■ **REQUIREMENT**
Retyping all the entries exactly is the whole task.
---
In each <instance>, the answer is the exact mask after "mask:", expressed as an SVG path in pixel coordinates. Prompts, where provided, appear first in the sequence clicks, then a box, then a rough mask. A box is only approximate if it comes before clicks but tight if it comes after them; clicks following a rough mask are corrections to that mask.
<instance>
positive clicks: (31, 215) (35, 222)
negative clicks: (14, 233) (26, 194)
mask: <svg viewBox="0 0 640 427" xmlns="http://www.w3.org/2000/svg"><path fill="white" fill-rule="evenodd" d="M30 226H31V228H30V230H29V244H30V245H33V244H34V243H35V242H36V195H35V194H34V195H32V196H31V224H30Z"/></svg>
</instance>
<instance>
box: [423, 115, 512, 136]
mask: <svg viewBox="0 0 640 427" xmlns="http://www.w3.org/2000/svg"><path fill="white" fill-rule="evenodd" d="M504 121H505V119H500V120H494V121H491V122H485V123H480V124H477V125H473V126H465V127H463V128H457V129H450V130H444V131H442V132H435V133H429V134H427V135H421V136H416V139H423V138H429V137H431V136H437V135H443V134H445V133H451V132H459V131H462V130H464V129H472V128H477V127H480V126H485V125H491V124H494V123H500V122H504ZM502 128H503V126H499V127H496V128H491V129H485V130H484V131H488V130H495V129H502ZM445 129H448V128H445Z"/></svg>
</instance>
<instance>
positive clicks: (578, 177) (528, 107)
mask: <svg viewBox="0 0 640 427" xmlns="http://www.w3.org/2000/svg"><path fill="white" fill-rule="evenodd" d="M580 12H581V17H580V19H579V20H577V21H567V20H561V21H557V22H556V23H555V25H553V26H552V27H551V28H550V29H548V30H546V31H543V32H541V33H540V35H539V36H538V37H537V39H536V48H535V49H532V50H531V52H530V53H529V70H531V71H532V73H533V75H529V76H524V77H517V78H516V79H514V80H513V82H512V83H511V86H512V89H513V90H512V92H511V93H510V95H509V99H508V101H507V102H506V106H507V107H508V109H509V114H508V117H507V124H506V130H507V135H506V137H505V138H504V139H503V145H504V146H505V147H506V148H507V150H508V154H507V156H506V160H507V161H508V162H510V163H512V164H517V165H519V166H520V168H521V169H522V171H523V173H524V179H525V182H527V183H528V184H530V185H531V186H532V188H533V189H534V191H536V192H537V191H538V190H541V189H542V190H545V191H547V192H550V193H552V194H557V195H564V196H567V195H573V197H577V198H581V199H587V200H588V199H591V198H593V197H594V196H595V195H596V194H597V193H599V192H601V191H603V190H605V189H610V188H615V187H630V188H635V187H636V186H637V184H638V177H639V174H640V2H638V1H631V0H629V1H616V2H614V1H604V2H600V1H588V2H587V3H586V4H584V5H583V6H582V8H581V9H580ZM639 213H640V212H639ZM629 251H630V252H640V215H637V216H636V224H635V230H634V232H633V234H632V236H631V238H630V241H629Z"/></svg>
---
■ **RESPONSE**
In each <instance>, the answer is the exact mask after "mask:", expressed as an SVG path in pixel coordinates. Prompts, where provided, appear first in the sequence clicks, then a box, then a rough mask. A box is only approximate if it comes before clicks but tight if it comes after them; clicks following a rough mask are corrections to that mask.
<instance>
positive clicks: (31, 215) (35, 222)
negative clicks: (14, 233) (26, 194)
mask: <svg viewBox="0 0 640 427" xmlns="http://www.w3.org/2000/svg"><path fill="white" fill-rule="evenodd" d="M30 226H31V228H30V230H29V244H30V245H33V244H34V243H35V242H36V195H35V194H34V195H32V196H31V224H30Z"/></svg>
</instance>
<instance>
box: [423, 115, 512, 136]
mask: <svg viewBox="0 0 640 427" xmlns="http://www.w3.org/2000/svg"><path fill="white" fill-rule="evenodd" d="M504 121H505V119H500V120H494V121H491V122H485V123H480V124H477V125H473V126H465V127H463V128H457V129H450V130H444V131H442V132H435V133H429V134H427V135H421V136H416V139H423V138H429V137H431V136H437V135H443V134H445V133H451V132H459V131H462V130H464V129H472V128H477V127H480V126H485V125H491V124H494V123H500V122H504ZM502 128H503V126H499V127H496V128H491V129H485V130H484V131H488V130H495V129H502ZM445 129H448V128H445Z"/></svg>
</instance>
<instance>
positive clicks: (578, 177) (528, 107)
mask: <svg viewBox="0 0 640 427" xmlns="http://www.w3.org/2000/svg"><path fill="white" fill-rule="evenodd" d="M580 12H581V17H580V19H579V20H577V21H567V20H561V21H557V22H556V23H555V25H553V26H552V27H551V28H550V29H548V30H546V31H543V32H541V33H540V35H539V36H538V37H537V39H536V48H535V49H532V50H531V52H530V53H529V70H531V71H532V73H533V75H529V76H524V77H517V78H516V79H514V80H513V82H512V83H511V86H512V89H513V90H512V92H511V93H510V95H509V99H508V101H507V102H506V106H507V107H508V109H509V114H508V117H507V124H506V130H507V135H506V137H505V138H504V139H503V145H504V146H505V147H506V148H507V150H508V154H507V156H506V160H507V161H508V162H510V163H512V164H517V165H519V166H520V168H521V169H522V171H523V173H524V179H525V182H527V183H528V184H530V185H531V186H532V188H533V189H534V191H536V192H537V191H538V190H541V189H542V190H545V191H547V192H550V193H552V194H557V195H564V196H567V195H573V197H577V198H581V199H587V200H588V199H591V198H593V197H594V196H595V195H596V194H597V193H599V192H601V191H603V190H605V189H610V188H615V187H630V188H635V187H636V186H637V184H638V177H639V174H640V2H638V1H631V0H629V1H616V2H614V1H604V2H600V1H588V2H587V3H586V4H584V5H583V6H582V8H581V9H580ZM639 213H640V212H639ZM629 251H630V252H640V215H637V216H636V224H635V230H634V232H633V234H632V236H631V238H630V241H629Z"/></svg>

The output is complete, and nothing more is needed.